**Exercice écrit 1:** Indiquez si chacune des affirmations suivantes concorde avec l'extrait sur Manganelli, en répondant par oui ou par non et en citant mot pour mot les termes décisifs du texte : (a) Cecil Beaton y est présenté comme photographe, décorateur et costumier ; (b) l'extrait précise toujours la nature des expositions commentées ; (c) dans la citation de Manganelli, l'art de Beaton est comparé à celui de Marcel Proust.

::::::::::

De même les photographies, mondaines ou de mode, de Cecil Beaton, avec tout le respect que l’on droit à ce grand artiste, photographe, décorateur et costumier, mais dont l’art est tout de même limité à une fonction plutôt subalterne par rapport à la véritable création, prennent, sous le regard de Manganelli, une dimension impérieuse qui le rapproche (et il a raison !) de la littérature énigmatique : « Il sait regarder une femme assise enveloppée dans l’argent d’une robe, qui parle à une autre femme parée d’argent, de la manière, bouleversée et immobile, captieuse et délibérément emphatique, avec laquelle Henry James manœuvre sa syntaxe. Inaccessible, la manière de James, mais non moins inaccessible, l’apparente froideur du geste visuel de Beaton. »

On pourrait citer la totalité de ces comptes-rendus tant ils recèlent de richesses d’analyses insolites (on peut d’ailleurs regretter que ne soit pas précisée la nature des expositions qui les ont suscités et dont parfois on ne comprend le sujet et même le lieu que de façon floue, car on mesurerait mieux la transfiguration que leur fait subir le regard de Manganelli), mais c’est lorsqu’il en vient à décrire lui-même son propre travail d’analyste qu’il est probablement au cœur même de sa passion, qu’il compare à l’humble geste du boulanger qui pétrit et enfourne ou à celui du maçon, du cultivateur, mais qu’il appelle « le théâtre du travail ».

::::::::::

**Exercice écrit 2:** Transcrivez à l'identique, dans les enregistrements, tout ce qui va de la ligne contenant « Q: Point to the blonde » jusqu'à la fin des enregistrements, ces deux bornes comprises.

::::::::::

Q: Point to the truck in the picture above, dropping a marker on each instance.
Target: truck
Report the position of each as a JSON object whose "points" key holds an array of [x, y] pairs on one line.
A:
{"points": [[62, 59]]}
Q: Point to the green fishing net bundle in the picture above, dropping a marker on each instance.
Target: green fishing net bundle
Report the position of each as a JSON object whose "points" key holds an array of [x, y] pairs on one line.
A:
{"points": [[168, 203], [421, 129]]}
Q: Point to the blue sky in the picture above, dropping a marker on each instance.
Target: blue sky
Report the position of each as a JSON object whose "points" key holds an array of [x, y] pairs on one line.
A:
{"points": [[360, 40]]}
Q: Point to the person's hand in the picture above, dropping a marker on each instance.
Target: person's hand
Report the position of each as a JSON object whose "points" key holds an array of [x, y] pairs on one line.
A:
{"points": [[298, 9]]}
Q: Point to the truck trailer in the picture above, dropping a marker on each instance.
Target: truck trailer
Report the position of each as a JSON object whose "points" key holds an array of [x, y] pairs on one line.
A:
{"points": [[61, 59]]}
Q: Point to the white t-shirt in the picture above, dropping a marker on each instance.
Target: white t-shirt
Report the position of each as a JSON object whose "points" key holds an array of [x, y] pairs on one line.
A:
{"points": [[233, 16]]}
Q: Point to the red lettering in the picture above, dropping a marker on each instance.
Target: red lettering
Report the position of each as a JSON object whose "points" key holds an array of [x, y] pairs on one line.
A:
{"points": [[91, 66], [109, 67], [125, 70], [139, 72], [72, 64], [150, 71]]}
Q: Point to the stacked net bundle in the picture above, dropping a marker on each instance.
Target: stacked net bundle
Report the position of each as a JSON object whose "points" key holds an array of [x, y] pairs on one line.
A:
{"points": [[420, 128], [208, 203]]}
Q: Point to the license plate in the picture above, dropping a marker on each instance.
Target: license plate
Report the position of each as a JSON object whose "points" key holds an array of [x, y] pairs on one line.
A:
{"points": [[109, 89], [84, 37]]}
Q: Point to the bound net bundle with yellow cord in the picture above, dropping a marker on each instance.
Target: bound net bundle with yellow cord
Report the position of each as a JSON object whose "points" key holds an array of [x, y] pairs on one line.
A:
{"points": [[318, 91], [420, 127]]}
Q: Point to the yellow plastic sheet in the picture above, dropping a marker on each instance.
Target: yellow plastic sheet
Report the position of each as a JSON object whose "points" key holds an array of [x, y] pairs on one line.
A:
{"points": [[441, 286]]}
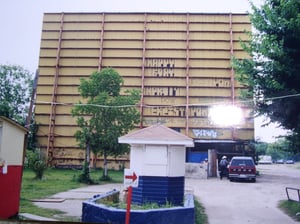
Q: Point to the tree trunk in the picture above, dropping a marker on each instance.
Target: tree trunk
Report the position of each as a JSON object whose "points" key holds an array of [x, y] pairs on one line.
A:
{"points": [[87, 154], [105, 163]]}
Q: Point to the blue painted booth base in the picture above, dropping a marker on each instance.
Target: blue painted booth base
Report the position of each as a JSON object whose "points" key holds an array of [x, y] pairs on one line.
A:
{"points": [[160, 190], [93, 212]]}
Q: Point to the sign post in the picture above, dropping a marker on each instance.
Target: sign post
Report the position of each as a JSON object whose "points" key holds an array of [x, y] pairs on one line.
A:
{"points": [[130, 180]]}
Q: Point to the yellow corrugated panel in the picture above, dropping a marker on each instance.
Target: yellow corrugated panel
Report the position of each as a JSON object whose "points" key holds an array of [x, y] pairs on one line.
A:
{"points": [[82, 26], [126, 62], [51, 26], [123, 35], [78, 71], [208, 45], [132, 81], [83, 17], [81, 44], [44, 90], [166, 36], [150, 91], [80, 53], [212, 54], [48, 53], [127, 44], [88, 35], [167, 121], [52, 17], [209, 63], [79, 62], [116, 17], [49, 44], [50, 35], [176, 53], [200, 36], [210, 92], [209, 72], [164, 81], [166, 26], [123, 53], [209, 18], [124, 26], [241, 18], [210, 82], [166, 44], [166, 100]]}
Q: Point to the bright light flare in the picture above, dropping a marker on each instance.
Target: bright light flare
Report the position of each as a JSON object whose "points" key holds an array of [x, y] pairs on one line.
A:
{"points": [[226, 115]]}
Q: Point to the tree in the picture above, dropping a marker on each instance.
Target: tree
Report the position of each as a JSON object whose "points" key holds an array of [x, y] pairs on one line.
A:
{"points": [[15, 90], [272, 72], [106, 115]]}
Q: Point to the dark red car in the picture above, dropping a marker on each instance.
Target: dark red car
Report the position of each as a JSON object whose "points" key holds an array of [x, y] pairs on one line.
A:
{"points": [[242, 167]]}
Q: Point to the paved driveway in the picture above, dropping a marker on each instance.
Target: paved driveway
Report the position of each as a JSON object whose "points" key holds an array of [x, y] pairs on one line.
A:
{"points": [[225, 202], [245, 202]]}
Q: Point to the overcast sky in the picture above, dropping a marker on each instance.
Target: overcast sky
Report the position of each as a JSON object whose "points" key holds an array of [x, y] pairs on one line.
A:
{"points": [[21, 24]]}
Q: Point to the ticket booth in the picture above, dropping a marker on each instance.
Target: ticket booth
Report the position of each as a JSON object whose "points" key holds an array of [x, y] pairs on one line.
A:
{"points": [[12, 142], [157, 156]]}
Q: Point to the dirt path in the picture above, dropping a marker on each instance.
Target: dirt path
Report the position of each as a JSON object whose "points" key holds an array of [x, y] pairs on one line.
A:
{"points": [[244, 202]]}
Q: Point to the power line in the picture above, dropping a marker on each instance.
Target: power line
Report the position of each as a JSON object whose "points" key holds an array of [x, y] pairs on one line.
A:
{"points": [[154, 106]]}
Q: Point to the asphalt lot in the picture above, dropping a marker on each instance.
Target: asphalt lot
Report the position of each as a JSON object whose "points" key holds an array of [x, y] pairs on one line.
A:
{"points": [[225, 202], [246, 202]]}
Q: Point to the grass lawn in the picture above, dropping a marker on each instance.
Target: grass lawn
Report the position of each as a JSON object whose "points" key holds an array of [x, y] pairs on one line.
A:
{"points": [[290, 208], [54, 181], [59, 180]]}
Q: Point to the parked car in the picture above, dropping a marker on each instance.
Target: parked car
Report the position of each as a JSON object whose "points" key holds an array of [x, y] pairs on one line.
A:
{"points": [[290, 161], [280, 161], [265, 160], [242, 167]]}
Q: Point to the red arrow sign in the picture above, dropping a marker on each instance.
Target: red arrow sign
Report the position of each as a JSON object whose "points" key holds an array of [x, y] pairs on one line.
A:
{"points": [[133, 177]]}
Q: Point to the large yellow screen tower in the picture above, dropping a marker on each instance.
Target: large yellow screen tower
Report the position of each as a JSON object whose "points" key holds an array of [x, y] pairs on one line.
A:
{"points": [[181, 62]]}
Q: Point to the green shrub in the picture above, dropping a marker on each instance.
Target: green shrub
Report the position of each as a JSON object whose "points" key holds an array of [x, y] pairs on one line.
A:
{"points": [[35, 160], [85, 177]]}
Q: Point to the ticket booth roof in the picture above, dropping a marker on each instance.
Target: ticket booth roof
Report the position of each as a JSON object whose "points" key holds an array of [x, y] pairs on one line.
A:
{"points": [[158, 135]]}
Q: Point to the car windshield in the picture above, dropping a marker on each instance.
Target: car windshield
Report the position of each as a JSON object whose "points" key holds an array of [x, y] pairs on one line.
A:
{"points": [[242, 162]]}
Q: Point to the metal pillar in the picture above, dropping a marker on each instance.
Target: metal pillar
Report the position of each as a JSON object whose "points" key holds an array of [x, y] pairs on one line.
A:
{"points": [[187, 74], [51, 136], [143, 71]]}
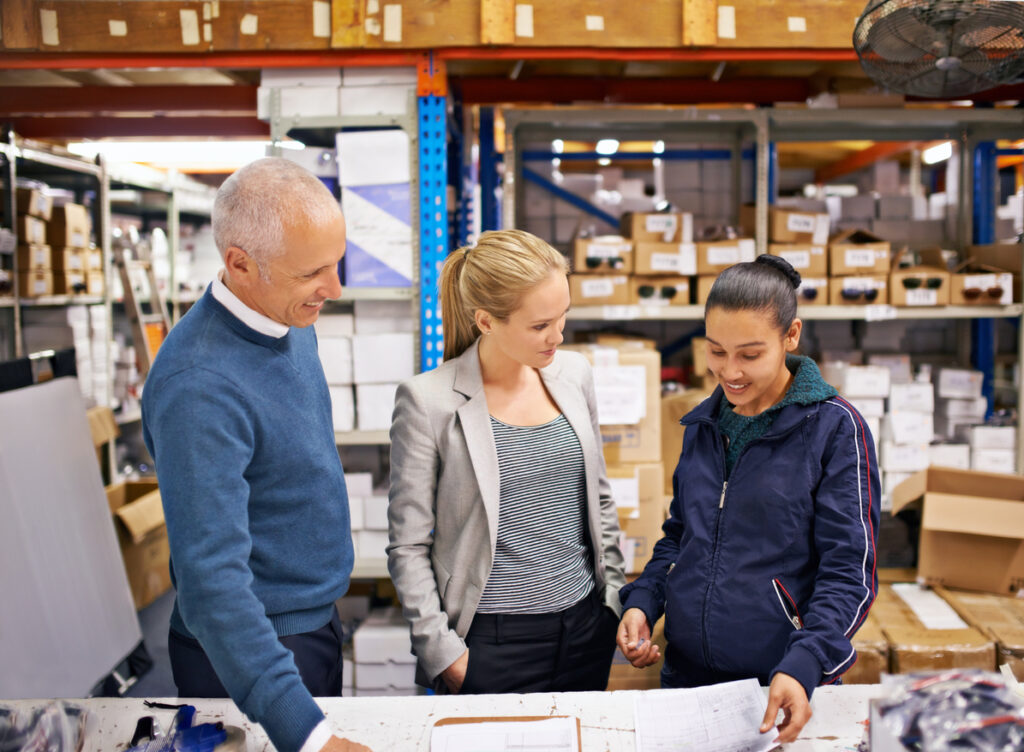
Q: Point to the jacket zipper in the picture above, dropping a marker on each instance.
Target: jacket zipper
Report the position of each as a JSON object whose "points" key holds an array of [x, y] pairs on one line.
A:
{"points": [[788, 604]]}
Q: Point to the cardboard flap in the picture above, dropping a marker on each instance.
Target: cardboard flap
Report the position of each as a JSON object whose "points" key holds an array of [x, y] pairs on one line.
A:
{"points": [[141, 516], [973, 515]]}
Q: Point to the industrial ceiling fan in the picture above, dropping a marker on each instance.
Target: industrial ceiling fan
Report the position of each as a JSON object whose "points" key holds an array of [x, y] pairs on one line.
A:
{"points": [[941, 48]]}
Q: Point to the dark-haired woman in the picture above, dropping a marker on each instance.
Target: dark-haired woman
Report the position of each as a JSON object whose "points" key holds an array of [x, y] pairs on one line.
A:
{"points": [[766, 568]]}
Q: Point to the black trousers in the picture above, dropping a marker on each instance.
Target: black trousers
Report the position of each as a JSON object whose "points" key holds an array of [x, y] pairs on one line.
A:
{"points": [[317, 656], [569, 651]]}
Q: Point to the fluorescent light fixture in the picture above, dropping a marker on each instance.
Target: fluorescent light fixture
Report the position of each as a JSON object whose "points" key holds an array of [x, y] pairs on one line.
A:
{"points": [[205, 155], [938, 153]]}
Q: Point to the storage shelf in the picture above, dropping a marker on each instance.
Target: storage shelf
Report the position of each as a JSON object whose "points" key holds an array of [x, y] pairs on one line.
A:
{"points": [[370, 569], [354, 439], [809, 312]]}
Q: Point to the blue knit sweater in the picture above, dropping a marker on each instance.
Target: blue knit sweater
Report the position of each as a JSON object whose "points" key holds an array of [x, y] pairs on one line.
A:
{"points": [[240, 426]]}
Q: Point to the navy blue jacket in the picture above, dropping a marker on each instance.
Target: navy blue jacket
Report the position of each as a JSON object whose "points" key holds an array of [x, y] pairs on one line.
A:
{"points": [[773, 571]]}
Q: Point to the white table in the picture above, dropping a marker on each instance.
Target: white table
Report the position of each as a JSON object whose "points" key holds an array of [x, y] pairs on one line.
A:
{"points": [[403, 723]]}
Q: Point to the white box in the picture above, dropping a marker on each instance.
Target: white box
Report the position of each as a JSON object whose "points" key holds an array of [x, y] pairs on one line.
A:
{"points": [[964, 408], [374, 406], [993, 436], [919, 397], [903, 457], [907, 427], [371, 544], [960, 383], [335, 325], [375, 512], [950, 455], [342, 408], [869, 407], [359, 484], [383, 317], [993, 460], [865, 381], [381, 359], [336, 357]]}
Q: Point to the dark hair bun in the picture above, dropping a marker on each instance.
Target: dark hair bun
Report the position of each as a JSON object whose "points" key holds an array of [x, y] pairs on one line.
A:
{"points": [[779, 263]]}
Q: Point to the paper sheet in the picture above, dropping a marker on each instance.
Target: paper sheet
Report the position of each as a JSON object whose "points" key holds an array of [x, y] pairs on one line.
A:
{"points": [[718, 718], [550, 735]]}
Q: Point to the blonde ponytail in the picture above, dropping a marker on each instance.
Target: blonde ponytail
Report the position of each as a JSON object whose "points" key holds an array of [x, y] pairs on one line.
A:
{"points": [[492, 276]]}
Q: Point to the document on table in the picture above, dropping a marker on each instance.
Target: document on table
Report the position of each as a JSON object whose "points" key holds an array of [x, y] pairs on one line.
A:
{"points": [[717, 718], [542, 735]]}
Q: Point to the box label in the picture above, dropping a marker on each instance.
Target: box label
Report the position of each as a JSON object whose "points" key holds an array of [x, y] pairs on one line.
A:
{"points": [[597, 288], [797, 259], [859, 257], [922, 297]]}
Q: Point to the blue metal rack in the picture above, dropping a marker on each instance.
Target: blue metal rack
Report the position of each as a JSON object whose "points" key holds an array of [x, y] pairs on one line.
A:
{"points": [[433, 223]]}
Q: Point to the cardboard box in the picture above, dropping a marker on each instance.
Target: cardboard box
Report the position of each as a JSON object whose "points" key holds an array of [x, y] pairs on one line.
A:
{"points": [[33, 258], [34, 202], [919, 286], [912, 646], [643, 511], [807, 259], [813, 291], [665, 258], [705, 283], [719, 255], [659, 227], [138, 516], [68, 259], [674, 407], [31, 231], [858, 252], [858, 290], [872, 654], [70, 283], [628, 385], [35, 284], [599, 290], [968, 516], [659, 291], [69, 226], [998, 618]]}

::::::::::

**Réponse 1:**
(a) Oui : « ce grand artiste, photographe, décorateur et costumier ».
(b) Non : « on peut d’ailleurs regretter que ne soit pas précisée la nature des expositions qui les ont suscités ».
(c) Non : « Inaccessible, la manière de James, mais non moins inaccessible, l’apparente froideur du geste visuel de Beaton ».

**Réponse 2:**
Q: Point to the blonde ponytail in the picture above, dropping a marker on each instance.
Target: blonde ponytail
Report the position of each as a JSON object whose "points" key holds an array of [x, y] pairs on one line.
A:
{"points": [[492, 276]]}
Q: Point to the document on table in the picture above, dropping a marker on each instance.
Target: document on table
Report the position of each as a JSON object whose "points" key holds an array of [x, y] pairs on one line.
A:
{"points": [[717, 718], [542, 735]]}
Q: Point to the box label in the picture above, dropping a marker on each instance.
Target: box label
Report the position of each as a JSON object whose "points" key holds an array of [x, y] pairs on one line.
A:
{"points": [[597, 288], [797, 259], [859, 257], [922, 297]]}
Q: Point to the blue metal rack in the picture above, dropping a marker on each instance.
Target: blue metal rack
Report the position of each as a JSON object whose "points" key holds an array of [x, y] pairs on one line.
A:
{"points": [[433, 223]]}
Q: Point to the cardboard box in the picture above, dropping a marker on each instance.
Target: cardboard box
Report the position of each as a JSON object whose "points" key holds an array of [x, y] pairs on one line.
A:
{"points": [[33, 258], [34, 202], [919, 286], [912, 646], [643, 511], [807, 259], [813, 291], [665, 258], [705, 283], [719, 255], [659, 227], [138, 516], [68, 259], [674, 407], [31, 231], [858, 252], [858, 290], [872, 654], [70, 283], [628, 385], [35, 284], [599, 290], [968, 516], [659, 291], [69, 226], [998, 618]]}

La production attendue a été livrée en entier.